» EXTRAIT PROPOSÉ

======

Jusqu'au milieu du 20e siècle, le français avait la côte. Il était la première langue étrangère apprise par les Grecs. Mais depuis, la langue de Molière a cédé la place à l'anglais. En entrant le 27 novembre dernier dans l'Organisation Internationale de francophonie, la Grèce s'engage à promouvoir le français et le plurilinguisme. L'occasion est donnée à Info-Grèce de faire le point sur l'apprentissage du français en Grèce.

L'enseignement public

Selon le ministère de l'Education nationale, 83% des élèves apprennent aujourd'hui le français au collège. Depuis 1993, l'apprentissage d'une seconde langue vivante est obligatoire au gymnasio (collège). Pour cette seconde langue, les élèves ont le choix entre le français et l'allemand. L'anglais est quant à lui obligatoire dès le primaire. Toutefois, arrivés au lycée, les élèves ne sont plus que 23 % à poursuivre l'apprentissage du français (dont 13 % en matière générale, 10 % en matière optionnelle). L'association grecque des professeurs de français constate que dans les faits la grande majorité des élèves n'apprennent le français que pendant les 3 années obligatoires du collège, tandis que 10 années sont consacrées à l'anglais.

Quelques chiffres :

  • 9% des Grecs sont francophones selon Eurobaromètre
  • 70.000 modules du DELF (diplôme d'étude de la langue française) passés chaque année, ce qui implique 30 à 40.000 Grecs.
  • 83 % des élèves au gymnasio (collège) apprennent le français (ministère de l'éducation)
  • 23 % des élèves au lykeio (lycée) apprennent le français (chiffres du ministère de l'éducation)
  • 9000 étudiants apprennent le français à l'université
  • 2600 étudiants grecs vont étudier en France chaque année
  • 7800 frontistiera (cours privés collectifs de langue étrangère) en Grèce

Le 22 novembre, dans le cadre de l'entrée de la Grèce dans la francophonie, Mme Giannakou, la ministre de l'éducation nationale et des cultes, a annoncé un allongement de l'enseignement de la seconde langue vivante : elle sera enseignée dès le primaire, aux 4 e et 5 e classes du Démotiko. Toutefois, il s'agit du transfert d'une heure du collège et non de la création d'une heure d'enseignement supplémentaire. « A raison d'une heure par semaine, il s'agit plus d'une sensibilisation que d'une réelle initiation au français » fait remarquer Vasso Vatamidou, présidente de l'association des professeurs de langues et littératures françaises de la Grèce du nord. « Cette heure était beaucoup plus utile au collège qu'au primaire » proteste-t-elle. Car l'allongement de la durée de l'enseignement du français, s'accompagne d'une réduction du nombre d'heures enseignées au collège. L'enseignement de la seconde langue vivante va passer de 3 heures à 2 heures de cours par semaine, afin de renforcer le cours de grec ancien. La ministre justifie cette décision par le fait que « les enfants doivent d'abord apprendre leur langue et d'où ils viennent. » Pour apaiser les esprits, Mme Giannakou a promis de défendre le projet de rendre obligatoire la seconde langue vivante au lycée.

======

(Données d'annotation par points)
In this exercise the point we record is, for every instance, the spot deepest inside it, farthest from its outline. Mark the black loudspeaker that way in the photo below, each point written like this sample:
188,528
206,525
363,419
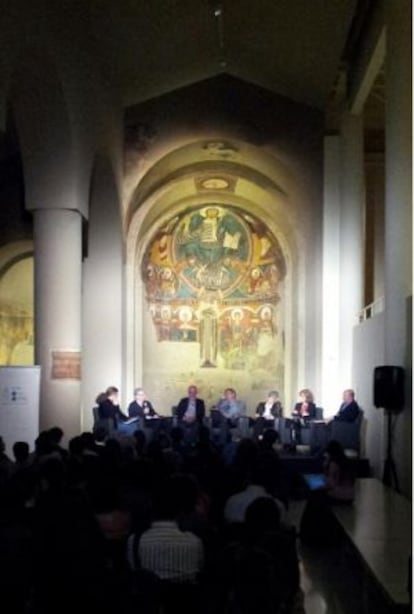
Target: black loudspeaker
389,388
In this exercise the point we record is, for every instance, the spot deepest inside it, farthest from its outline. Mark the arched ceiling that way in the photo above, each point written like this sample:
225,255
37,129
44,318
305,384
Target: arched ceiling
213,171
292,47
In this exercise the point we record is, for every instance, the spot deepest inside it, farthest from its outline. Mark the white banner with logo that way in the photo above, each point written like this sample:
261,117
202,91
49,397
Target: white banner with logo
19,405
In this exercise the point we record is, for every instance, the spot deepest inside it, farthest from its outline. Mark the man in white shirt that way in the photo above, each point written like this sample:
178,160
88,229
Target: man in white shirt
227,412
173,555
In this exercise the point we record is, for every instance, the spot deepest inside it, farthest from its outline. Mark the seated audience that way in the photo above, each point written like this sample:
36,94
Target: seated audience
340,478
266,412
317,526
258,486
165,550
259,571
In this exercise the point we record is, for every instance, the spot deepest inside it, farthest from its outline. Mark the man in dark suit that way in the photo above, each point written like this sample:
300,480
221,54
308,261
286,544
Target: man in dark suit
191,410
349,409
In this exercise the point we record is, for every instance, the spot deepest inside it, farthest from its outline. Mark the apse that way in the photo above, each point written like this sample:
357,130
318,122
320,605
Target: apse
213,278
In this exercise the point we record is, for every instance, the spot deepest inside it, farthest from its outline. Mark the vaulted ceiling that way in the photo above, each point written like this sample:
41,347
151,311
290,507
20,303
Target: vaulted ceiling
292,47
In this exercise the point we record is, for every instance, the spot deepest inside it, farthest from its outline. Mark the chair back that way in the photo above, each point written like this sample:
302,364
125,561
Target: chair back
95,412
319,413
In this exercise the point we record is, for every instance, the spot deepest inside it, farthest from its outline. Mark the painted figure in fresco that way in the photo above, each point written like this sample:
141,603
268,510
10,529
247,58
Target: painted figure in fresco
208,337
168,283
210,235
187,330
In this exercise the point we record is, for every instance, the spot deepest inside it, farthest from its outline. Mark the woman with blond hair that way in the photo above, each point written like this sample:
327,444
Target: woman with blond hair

======

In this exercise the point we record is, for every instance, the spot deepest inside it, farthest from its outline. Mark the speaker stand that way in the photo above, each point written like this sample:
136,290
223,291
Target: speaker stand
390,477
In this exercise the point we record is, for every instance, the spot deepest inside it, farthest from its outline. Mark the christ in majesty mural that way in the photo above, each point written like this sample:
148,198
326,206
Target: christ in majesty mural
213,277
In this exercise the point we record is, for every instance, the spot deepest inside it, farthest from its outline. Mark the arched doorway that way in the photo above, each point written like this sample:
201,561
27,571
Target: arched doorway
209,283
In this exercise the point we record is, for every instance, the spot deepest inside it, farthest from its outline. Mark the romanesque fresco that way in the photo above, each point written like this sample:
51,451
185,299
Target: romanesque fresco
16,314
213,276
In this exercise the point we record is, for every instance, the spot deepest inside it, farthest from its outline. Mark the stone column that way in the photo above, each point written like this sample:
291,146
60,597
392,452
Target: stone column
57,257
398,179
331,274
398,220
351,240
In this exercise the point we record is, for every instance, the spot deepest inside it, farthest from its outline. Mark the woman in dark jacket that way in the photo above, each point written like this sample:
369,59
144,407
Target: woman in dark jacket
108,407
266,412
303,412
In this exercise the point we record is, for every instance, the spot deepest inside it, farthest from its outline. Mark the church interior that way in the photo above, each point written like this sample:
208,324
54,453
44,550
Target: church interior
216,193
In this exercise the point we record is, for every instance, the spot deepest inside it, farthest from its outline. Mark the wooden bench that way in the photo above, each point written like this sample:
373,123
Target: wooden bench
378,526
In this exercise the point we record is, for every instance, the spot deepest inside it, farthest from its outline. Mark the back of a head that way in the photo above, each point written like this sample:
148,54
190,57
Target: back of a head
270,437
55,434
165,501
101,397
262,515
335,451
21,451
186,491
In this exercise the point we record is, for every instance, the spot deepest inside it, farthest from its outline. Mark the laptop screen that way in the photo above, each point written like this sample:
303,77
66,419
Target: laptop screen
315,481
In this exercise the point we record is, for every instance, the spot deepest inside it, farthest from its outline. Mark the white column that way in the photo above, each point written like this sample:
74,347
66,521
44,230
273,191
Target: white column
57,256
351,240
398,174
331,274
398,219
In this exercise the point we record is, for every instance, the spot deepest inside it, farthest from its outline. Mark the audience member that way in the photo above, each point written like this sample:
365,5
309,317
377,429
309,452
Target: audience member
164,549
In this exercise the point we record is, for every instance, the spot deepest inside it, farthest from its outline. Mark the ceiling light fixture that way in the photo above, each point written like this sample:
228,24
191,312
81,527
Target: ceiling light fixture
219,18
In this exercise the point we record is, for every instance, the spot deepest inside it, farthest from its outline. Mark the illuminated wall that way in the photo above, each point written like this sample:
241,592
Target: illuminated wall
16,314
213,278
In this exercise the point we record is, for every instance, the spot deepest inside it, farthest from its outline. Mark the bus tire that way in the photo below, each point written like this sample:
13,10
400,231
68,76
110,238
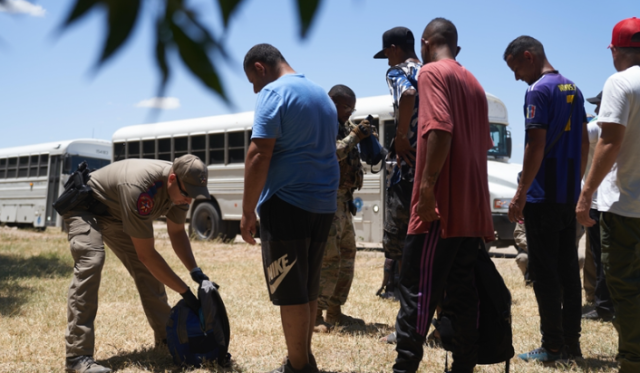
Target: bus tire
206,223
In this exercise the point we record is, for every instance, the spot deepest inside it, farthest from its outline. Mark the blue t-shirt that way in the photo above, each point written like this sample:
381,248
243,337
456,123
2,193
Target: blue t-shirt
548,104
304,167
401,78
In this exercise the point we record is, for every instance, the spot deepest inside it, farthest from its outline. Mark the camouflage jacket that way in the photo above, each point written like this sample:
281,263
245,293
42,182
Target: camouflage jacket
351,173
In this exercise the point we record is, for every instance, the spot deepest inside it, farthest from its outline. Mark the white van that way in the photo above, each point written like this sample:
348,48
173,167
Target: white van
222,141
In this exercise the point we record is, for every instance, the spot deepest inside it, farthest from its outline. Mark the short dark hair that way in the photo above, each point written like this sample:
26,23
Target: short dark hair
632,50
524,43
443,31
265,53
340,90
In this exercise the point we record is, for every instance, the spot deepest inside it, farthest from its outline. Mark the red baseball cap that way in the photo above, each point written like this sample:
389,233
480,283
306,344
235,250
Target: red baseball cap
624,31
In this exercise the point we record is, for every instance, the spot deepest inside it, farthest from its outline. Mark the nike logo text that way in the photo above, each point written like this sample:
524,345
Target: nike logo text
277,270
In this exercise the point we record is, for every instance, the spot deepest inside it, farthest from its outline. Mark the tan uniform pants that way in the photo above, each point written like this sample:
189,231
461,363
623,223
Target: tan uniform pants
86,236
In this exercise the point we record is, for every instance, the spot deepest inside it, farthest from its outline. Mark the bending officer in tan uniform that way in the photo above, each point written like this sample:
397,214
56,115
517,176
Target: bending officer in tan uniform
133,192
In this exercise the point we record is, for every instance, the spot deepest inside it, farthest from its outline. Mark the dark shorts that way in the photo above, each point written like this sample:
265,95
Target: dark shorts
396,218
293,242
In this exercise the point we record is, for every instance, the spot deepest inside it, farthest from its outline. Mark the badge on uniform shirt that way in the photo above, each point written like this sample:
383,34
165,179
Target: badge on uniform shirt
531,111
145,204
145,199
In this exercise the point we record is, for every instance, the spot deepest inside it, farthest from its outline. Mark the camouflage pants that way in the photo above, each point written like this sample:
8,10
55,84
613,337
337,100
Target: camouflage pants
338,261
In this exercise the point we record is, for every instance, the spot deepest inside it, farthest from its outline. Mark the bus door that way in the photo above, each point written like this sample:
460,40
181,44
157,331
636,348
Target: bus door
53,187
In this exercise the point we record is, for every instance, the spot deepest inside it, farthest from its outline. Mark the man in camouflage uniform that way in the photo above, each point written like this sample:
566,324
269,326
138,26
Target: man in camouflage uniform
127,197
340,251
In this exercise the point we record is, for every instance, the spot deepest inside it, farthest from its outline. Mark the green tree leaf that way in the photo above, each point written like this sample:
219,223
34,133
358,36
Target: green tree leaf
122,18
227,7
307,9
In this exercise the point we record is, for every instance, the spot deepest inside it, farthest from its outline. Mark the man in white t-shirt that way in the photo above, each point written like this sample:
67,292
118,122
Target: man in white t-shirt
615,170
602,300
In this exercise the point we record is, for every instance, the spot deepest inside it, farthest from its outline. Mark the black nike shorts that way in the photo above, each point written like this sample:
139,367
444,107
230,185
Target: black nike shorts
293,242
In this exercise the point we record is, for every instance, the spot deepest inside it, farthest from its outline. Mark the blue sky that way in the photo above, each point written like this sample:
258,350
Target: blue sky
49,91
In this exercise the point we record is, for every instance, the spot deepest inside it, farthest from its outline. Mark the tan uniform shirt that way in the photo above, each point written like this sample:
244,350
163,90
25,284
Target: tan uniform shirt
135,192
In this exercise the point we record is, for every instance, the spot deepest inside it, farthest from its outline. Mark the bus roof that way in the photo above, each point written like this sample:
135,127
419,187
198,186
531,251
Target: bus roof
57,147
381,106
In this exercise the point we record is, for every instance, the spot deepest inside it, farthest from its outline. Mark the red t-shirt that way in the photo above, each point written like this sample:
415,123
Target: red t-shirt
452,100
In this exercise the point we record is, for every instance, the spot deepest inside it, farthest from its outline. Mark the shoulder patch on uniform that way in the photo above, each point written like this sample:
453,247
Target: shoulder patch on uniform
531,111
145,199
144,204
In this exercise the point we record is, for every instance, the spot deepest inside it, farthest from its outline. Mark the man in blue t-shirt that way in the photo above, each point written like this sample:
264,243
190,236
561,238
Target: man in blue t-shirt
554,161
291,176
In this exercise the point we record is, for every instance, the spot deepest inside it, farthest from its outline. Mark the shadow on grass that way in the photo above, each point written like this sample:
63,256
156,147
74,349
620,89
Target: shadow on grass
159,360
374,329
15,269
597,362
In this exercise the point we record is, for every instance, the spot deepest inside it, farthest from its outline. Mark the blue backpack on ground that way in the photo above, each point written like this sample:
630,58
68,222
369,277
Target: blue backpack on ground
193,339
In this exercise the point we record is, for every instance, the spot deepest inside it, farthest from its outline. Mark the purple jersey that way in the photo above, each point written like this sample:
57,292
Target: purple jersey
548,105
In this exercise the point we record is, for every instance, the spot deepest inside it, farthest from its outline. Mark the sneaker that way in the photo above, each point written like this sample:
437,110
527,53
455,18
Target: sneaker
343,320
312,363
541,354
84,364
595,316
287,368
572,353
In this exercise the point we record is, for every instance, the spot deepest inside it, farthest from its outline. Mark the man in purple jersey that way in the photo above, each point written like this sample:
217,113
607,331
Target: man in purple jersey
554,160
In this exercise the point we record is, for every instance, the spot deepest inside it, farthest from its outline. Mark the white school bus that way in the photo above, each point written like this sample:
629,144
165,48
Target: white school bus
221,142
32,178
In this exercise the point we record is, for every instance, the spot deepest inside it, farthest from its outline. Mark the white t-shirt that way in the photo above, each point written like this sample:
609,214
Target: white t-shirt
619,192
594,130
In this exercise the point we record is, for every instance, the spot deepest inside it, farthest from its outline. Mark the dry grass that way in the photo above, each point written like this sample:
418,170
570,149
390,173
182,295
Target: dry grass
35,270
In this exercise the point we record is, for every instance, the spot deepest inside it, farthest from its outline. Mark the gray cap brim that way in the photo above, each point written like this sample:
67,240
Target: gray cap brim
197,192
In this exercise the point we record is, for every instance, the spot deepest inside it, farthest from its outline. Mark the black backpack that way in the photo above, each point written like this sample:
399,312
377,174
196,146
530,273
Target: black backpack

======

» DÉTAILS DU PROBLÈME
Pourriez-vous écrire la suite de l'article sur l'enseignement du français en Grèce, en partant de sa dernière phrase ?

» RÉPONSE CI-DESSOUS
Au primaire comme au collège, le cours de langue a un surnom : « i ora tou paidiou », l'heure de l'enfant. Despoina, une élève en seconde année de gymnasio témoigne : « Au collège, je n'aime pas le cours de français, parce qu'on n'avance pas dans les leçons. Les élèves prennent le cours comme une récréation, ils jouent et font du bruit. » Olivier Delhaye, professeur à l'université de Thessalonique confirme. Tous ses élèves qui souhaitent un jour enseigner le français, visent le privé. « Et surtout pas le public où les profs sont malmenés par les élèves ».

Interrogée sur le sujet par Info-Grèce, Mme Giannakou lance un appel à la responsabilité des parents et des élèves : « L'objectif est d'avoir une bonne école publique où l'enfant peut apprendre parfaitement la langue grecque ancienne et moderne et deux langues étrangères. Il est temps qu'élèves et parents prennent en compte ces heures de langue au sérieux. Tous les programmes européens se basent aujourd'hui sur le multilinguisme. »

L'enseignement privé

D'une manière générale, les langues pâtissent du fait qu'elles ne comptent pas dans le concours d'entrée à l'université, tandis que l'« apolytirio » qui sanctionne la fin des études secondaires n'a pas le poids du bac qui, lui, donne en même temps l'accès à l'enseignement supérieur. Cela a pour conséquence le fleurissement de cours privés, les fameux « frontistiria », tellement entrés dans les habitudes des familles que, même pour les langues, à raison de plusieurs heures par semaine et sur plusieurs années, elle vont y dépenser des fortunes, pour acquérir un niveau qui sera rarement utilisé par la suite dans les situations professionnelles alors que le niveau proposé par l'enseignement public est le plus souvent suffisant. Cependant, les lycéens se concentrent sur le renforcement des disciplines « fondamentales » en délaissant les langues. Les parents grecs eux-mêmes considèrent que l'apprentissage des langues étrangères doit s'arrêter à la fin du gymnasio, c'est à dire à 15 ans. C'est d'ailleurs l'âge auquel les enfants s'arrêtent de fréquenter les frontistiria de langue.

Dans les faits, les Grecs apprennent les langues étrangères en dehors du système scolaire public. La Grèce compte 7800 frontistiera (écoles privées de langue étrangère). Le moindre village en est pourvu. Ne faisant pas confiance au système public, et dans un pays où la langue étrangère est réputée utile, du cadre d'entreprise au serveur d'une taverne sur la côte, les parents – riches ou pauvres - dépensent des fortunes pour que leurs enfants suivent des cours privés. Une année d'enseignement coûte très cher : à partir de 270 € dans les petites classes (4 h de français par semaine) et à partir 800 € pour les élèves préparant le certificat.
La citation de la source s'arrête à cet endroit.